AUFGABENSTELLUNG
Entnimm der folgenden Auflistung sämtliche Zeilen und gib sie unverändert wieder. Die Bilder lässt du dabei weg.

ZEILEN
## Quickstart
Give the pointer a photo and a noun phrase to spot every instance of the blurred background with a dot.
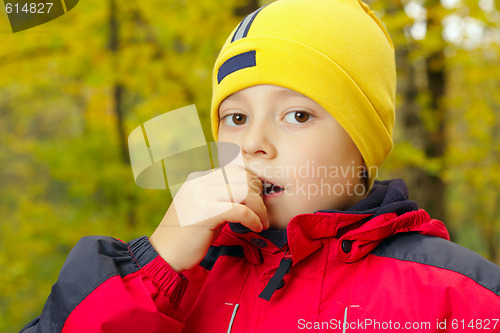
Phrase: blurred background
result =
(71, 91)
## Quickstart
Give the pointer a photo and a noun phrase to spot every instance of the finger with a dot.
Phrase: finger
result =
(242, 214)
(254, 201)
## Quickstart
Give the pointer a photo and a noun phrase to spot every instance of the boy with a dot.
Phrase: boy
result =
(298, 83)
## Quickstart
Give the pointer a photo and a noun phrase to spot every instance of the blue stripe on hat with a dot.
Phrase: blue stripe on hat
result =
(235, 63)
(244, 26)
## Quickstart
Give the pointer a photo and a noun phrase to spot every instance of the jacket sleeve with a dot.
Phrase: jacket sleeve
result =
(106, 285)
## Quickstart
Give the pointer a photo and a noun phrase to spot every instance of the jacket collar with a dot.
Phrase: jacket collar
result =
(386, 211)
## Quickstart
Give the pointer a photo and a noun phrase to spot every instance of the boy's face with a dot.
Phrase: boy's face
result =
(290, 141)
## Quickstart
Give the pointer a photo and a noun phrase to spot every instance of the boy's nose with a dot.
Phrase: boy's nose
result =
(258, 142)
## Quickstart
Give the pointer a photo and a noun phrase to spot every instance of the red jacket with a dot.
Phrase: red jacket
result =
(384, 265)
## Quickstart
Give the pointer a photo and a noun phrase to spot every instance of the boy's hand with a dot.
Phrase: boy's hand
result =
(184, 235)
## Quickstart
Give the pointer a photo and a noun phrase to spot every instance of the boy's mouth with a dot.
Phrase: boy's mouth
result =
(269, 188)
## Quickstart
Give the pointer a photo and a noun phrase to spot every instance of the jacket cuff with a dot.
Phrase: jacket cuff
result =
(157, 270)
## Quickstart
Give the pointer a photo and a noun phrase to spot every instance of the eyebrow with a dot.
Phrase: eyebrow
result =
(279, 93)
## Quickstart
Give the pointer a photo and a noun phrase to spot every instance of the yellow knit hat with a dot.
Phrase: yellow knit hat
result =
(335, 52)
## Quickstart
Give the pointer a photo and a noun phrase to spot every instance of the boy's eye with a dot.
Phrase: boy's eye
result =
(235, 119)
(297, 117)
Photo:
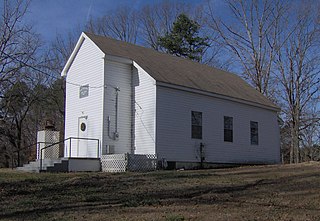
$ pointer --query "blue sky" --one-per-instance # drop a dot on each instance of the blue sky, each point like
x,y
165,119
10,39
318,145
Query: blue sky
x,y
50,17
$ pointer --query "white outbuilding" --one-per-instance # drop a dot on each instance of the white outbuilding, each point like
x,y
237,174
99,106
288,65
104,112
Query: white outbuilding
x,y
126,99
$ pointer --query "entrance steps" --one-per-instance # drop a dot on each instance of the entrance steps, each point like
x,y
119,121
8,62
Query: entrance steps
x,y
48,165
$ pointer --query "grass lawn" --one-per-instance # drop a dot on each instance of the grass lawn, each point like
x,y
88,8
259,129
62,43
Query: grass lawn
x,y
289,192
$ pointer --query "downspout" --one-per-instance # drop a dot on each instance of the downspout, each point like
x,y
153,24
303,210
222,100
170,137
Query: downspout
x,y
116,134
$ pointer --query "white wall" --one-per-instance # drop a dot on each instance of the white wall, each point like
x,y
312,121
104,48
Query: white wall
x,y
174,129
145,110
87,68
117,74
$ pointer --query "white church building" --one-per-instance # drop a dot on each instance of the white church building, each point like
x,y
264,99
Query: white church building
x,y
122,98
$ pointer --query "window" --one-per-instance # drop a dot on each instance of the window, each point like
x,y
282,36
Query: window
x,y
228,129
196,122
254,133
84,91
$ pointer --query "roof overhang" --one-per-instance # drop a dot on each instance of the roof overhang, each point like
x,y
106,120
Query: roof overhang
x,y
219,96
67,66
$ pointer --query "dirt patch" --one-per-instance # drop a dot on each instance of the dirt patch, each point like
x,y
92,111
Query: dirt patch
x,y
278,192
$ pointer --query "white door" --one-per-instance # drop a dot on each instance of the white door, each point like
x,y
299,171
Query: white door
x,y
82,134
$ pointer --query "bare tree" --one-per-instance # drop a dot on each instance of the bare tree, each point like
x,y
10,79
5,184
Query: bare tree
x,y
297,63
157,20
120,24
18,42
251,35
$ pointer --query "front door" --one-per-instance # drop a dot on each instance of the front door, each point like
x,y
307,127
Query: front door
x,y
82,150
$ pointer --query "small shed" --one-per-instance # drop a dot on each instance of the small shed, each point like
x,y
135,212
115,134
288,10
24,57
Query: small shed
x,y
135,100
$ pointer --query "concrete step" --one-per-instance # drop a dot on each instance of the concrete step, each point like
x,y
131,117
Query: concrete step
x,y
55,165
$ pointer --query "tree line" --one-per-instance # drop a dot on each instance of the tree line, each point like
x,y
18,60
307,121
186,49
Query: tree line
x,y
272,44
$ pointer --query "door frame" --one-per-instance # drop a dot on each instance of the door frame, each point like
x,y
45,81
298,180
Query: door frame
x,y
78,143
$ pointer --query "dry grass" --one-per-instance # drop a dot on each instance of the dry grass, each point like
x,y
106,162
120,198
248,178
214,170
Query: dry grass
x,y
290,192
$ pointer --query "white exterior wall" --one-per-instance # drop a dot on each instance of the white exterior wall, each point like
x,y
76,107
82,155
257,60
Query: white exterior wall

LÖSUNG
## Quickstart
Give the pointer a photo and a noun phrase to spot every instance of the blurred background with a dot.
Phrase: blurred background
result =
(71, 91)
## Quickstart
Give the pointer a photo and a noun phrase to spot every instance of the finger with a dot.
Phrase: finger
result =
(242, 214)
(254, 201)
## Quickstart
Give the pointer a photo and a noun phrase to spot every instance of the boy with a dot.
Phrase: boy
result =
(298, 83)
## Quickstart
Give the pointer a photo and a noun phrase to spot every instance of the blue stripe on hat with a dot.
Phrase: blue stripe on hat
result =
(235, 63)
(244, 26)
## Quickstart
Give the pointer a photo and a noun phrase to spot every instance of the jacket sleeve with a dot.
Phrase: jacket sleeve
result =
(106, 285)
## Quickstart
Give the pointer a photo and a noun phrase to spot every instance of the jacket collar with a dot.
Phrase: jacket collar
result =
(386, 211)
## Quickstart
Give the pointer a photo and a noun phrase to spot every instance of the boy's face with a dot.
Phrase: boy's face
result =
(290, 141)
## Quickstart
Give the pointer a photo and a noun phrase to spot every instance of the boy's nose with a dot.
Phrase: boy's nose
result =
(258, 142)
## Quickstart
Give the pointer a photo and a noun phrase to spot every instance of the red jacket with a dot.
Phrase: red jacket
result =
(384, 265)
## Quickstart
Give the pointer a photo and a noun phrase to spot every instance of the boy's hand with a dot.
Phrase: boy's hand
result =
(184, 235)
## Quickstart
Give the pointer a photo and a noun phrase to spot every instance of the boy's mouth with a dot.
Phrase: boy's mouth
result =
(269, 188)
## Quickstart
Give the pointer a photo and a noun phrase to spot every instance of the jacket cuff with a dot.
Phrase: jacket cuff
result =
(157, 270)
## Quickstart
Give the pointer a photo and a noun phrase to spot every instance of the eyebrow with a dot.
Phrase: eyebrow
result =
(279, 93)
## Quickstart
Give the pointer a photo and a noun phrase to spot every instance of the yellow knit hat with a dot.
Phrase: yellow knit hat
result =
(335, 52)
## Quickstart
Give the pointer a photo and a noun phrase to spot every instance of the boy's eye with a dot.
Phrase: boy's eye
result =
(235, 119)
(297, 117)
Photo:
$ pointer --query "blue sky" --one-per-instance # drop a dot on each instance of the blue sky, each point like
x,y
165,119
10,39
318,145
Query: blue sky
x,y
50,17
$ pointer --query "white outbuilding" --one-per-instance # drop a dot on each instance of the white outbuilding, each point like
x,y
237,174
99,106
288,65
104,112
Query: white outbuilding
x,y
126,99
$ pointer --query "entrance steps" --one-per-instance # drop a dot on each instance of the entrance steps, each point like
x,y
119,121
8,62
Query: entrance steps
x,y
48,165
$ pointer --query "grass lawn" --one-per-instance # drop a dot on each instance of the grass lawn, each point like
x,y
88,8
259,129
62,43
Query: grass lawn
x,y
289,192
$ pointer --query "downspout" --one-per-instance # drop a dot on each instance of the downspout, each point like
x,y
153,24
303,210
222,100
170,137
Query: downspout
x,y
116,134
$ pointer --query "white wall" --one-per-instance # drop a dot on each instance of the white wall, each point like
x,y
312,121
104,48
Query: white wall
x,y
174,129
145,110
87,68
117,74
$ pointer --query "white church building" --one-per-instance # drop a dot on each instance of the white church building, each point like
x,y
264,99
Query: white church building
x,y
122,98
$ pointer --query "window" --one-per-instance # drop a dot on each instance of the window, each point like
x,y
282,36
Query: window
x,y
228,129
196,122
254,133
84,91
$ pointer --query "roof overhang" --one-per-instance # drop a dot on each instance of the roof overhang, each point like
x,y
106,120
Query: roof overhang
x,y
219,96
67,66
$ pointer --query "dirt patch" --one-per-instance # drop a dot on each instance of the dirt patch, each point like
x,y
92,111
Query: dirt patch
x,y
278,192
$ pointer --query "white door" --one-per-instance # drop a dot on each instance of the white door, each point like
x,y
299,171
Query: white door
x,y
82,134
$ pointer --query "bare tree" --one-per-instance # drop a dot on each instance of the bare tree, each point like
x,y
10,79
5,184
Query: bare tree
x,y
297,63
157,20
120,24
18,42
251,35
$ pointer --query "front door" --one-per-instance # drop a dot on each instance of the front door, each point like
x,y
307,127
Query: front door
x,y
82,150
$ pointer --query "small shed" --one-per-instance # drop a dot on each instance of the small shed, each point like
x,y
135,212
115,134
288,10
24,57
Query: small shed
x,y
135,100
$ pointer --query "concrete step" --one-per-instance # drop a dot on each instance of the concrete step, each point like
x,y
131,117
Query: concrete step
x,y
55,165
$ pointer --query "tree line" --one-per-instance # drop a dot on each instance of the tree line, each point like
x,y
18,60
307,121
186,49
Query: tree line
x,y
272,44
$ pointer --query "door frame" --one-per-instance # drop a dot on each instance of the door frame, each point like
x,y
45,81
298,180
Query: door frame
x,y
78,143
$ pointer --query "dry grass" --one-per-instance # drop a dot on each instance of the dry grass, each point like
x,y
106,162
120,198
248,178
214,170
Query: dry grass
x,y
290,192
$ pointer --query "white exterior wall" --one-per-instance # drop a dot on each instance of the white exterior wall, each point like
x,y
76,107
82,155
257,60
Query: white exterior wall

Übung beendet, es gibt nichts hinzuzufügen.